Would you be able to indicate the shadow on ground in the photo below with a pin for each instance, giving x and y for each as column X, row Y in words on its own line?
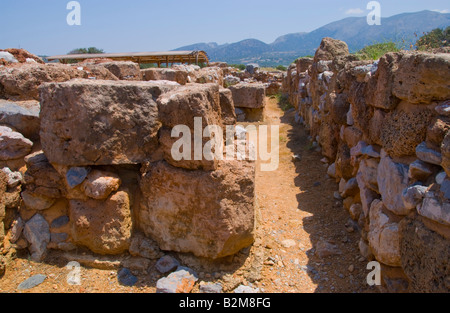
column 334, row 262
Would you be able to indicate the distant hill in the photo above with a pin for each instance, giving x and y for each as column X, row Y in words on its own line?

...

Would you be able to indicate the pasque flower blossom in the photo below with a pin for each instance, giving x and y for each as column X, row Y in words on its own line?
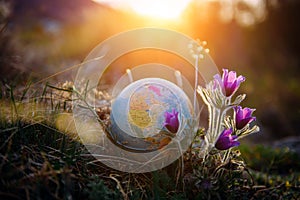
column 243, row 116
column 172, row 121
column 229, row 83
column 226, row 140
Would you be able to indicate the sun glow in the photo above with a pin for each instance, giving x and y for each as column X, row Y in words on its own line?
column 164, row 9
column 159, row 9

---

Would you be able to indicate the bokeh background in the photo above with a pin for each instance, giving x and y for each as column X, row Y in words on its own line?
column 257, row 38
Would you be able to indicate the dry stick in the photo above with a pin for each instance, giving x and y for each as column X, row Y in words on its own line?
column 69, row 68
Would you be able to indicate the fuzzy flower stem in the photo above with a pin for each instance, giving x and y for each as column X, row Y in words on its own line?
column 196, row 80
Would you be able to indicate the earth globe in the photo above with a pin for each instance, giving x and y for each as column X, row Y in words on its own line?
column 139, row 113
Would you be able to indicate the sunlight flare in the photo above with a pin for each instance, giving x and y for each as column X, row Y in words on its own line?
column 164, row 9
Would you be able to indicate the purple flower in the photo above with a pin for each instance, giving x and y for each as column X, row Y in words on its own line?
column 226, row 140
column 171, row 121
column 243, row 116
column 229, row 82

Exercise requirements>
Above, find the line holding "Would you be able to indicate the shadow" and the line holding "Would you be able to indicate the distant". Print exactly those two lines and every line between them, but no pictures.

Response to the task>
Would you be able to indicate the shadow on ground in the photo below with a pin for each instance, giving x and y for each as column X, row Y in words on its own line?
column 334, row 262
Would you be able to indicate the distant hill in the photo above with a pin for each instance, giving x and y for each as column X, row Y in words on its own line?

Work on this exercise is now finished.